● GOAL OF THE EXERCISE: Find "In this exercise you will spot each instance of the golden" in the data, then restate the line it sits in and every later line word for word, ending with the last line.

● DATA PROVIDED:

____

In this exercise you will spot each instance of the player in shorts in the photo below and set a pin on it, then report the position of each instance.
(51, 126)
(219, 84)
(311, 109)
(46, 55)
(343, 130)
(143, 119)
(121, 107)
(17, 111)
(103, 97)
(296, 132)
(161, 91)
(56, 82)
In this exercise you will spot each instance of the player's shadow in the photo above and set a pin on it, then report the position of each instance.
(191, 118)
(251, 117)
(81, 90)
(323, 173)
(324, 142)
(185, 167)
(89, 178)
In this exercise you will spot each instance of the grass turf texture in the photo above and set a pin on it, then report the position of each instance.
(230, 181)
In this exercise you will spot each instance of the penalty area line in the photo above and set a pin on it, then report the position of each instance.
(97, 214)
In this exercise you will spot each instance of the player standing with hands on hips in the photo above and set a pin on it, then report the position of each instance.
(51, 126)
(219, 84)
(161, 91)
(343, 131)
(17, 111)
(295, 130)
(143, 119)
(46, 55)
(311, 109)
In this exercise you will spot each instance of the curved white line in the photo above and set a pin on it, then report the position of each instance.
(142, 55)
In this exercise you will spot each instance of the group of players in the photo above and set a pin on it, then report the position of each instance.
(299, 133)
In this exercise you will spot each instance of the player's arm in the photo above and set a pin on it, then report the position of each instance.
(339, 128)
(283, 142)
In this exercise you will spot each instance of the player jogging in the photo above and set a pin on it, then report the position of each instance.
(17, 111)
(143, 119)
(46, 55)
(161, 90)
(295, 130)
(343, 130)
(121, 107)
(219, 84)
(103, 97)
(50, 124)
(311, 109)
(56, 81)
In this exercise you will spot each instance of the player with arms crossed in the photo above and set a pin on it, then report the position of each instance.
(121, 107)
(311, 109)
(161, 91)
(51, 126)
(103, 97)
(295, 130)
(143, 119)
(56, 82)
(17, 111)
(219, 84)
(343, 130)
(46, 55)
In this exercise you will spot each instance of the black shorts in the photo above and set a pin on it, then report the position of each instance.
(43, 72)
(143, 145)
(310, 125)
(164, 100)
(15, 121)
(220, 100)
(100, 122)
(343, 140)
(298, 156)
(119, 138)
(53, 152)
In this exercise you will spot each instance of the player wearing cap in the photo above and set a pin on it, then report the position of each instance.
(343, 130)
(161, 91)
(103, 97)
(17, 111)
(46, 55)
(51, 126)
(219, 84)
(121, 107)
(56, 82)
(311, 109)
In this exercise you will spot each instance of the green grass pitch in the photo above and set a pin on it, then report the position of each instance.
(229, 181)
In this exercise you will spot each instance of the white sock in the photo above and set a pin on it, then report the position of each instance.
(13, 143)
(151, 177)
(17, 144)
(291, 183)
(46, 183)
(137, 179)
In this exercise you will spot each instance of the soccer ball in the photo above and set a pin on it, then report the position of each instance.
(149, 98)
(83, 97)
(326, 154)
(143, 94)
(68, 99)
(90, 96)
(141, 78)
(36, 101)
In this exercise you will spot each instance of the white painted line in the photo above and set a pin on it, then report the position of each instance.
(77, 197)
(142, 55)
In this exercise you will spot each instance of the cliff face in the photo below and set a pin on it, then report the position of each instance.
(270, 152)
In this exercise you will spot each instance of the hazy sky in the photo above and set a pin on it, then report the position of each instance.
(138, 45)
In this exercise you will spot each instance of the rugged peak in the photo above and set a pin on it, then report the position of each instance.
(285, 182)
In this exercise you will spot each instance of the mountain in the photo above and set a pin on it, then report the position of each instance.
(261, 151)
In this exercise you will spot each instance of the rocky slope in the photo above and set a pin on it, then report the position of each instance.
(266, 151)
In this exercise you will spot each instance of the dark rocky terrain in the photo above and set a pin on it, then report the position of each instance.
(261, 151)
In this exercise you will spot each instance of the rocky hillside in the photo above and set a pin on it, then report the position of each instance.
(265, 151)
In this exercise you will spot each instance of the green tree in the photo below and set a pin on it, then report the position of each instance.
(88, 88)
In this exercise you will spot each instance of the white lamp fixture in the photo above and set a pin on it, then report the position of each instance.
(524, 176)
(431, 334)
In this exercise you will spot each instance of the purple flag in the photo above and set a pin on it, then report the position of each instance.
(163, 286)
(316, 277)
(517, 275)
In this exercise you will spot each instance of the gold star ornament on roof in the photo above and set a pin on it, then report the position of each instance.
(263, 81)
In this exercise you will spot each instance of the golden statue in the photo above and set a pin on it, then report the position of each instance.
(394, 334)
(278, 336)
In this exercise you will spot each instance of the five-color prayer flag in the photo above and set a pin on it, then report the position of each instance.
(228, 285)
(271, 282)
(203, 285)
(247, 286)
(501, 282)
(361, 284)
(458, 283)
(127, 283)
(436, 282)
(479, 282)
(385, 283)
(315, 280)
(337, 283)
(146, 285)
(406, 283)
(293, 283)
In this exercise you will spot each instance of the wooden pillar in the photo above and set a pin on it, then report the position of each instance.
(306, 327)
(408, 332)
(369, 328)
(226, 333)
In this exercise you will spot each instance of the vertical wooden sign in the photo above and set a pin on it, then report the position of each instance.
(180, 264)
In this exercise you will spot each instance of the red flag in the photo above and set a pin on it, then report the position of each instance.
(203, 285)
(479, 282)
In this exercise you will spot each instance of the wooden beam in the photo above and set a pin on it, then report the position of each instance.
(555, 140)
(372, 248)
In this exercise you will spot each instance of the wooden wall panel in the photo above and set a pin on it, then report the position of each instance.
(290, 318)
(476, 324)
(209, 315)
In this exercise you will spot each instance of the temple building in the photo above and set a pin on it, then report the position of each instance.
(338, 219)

____

● RESPONSE BELOW:
In this exercise you will spot each instance of the golden statue in the photo above and set a pin on it, then report the position of each instance.
(394, 334)
(278, 336)
In this exercise you will spot each instance of the five-color prayer flag in the photo above and set a pin on it, then report the position of each instance.
(228, 285)
(271, 282)
(203, 285)
(247, 286)
(501, 282)
(361, 284)
(458, 283)
(127, 283)
(436, 282)
(479, 282)
(385, 283)
(315, 280)
(337, 283)
(146, 285)
(406, 283)
(293, 283)
In this exercise you will spot each instance of the wooden pillar in the photo above and set a pin on it, then report the position of each instance.
(306, 327)
(408, 332)
(369, 328)
(226, 333)
In this exercise you will spot each instance of the vertical wooden sign in the photo above and set a pin on it, then report the position of each instance.
(180, 264)
In this exercise you will spot each instance of the red flag in the photo above and set a pin on it, then report the position of each instance.
(203, 285)
(479, 282)
In this exercise you will spot each instance of the wooden beam in the photo above and set a pin on it, then report the position of each instance.
(555, 140)
(372, 248)
In this exercise you will spot each instance of the wooden wall panel in the photo above and set a pin on it, then report the position of each instance.
(290, 318)
(476, 324)
(209, 315)
In this exercise you will spot each instance of the temple building in the photo above and set a pin on it, then report the position of each instance.
(338, 219)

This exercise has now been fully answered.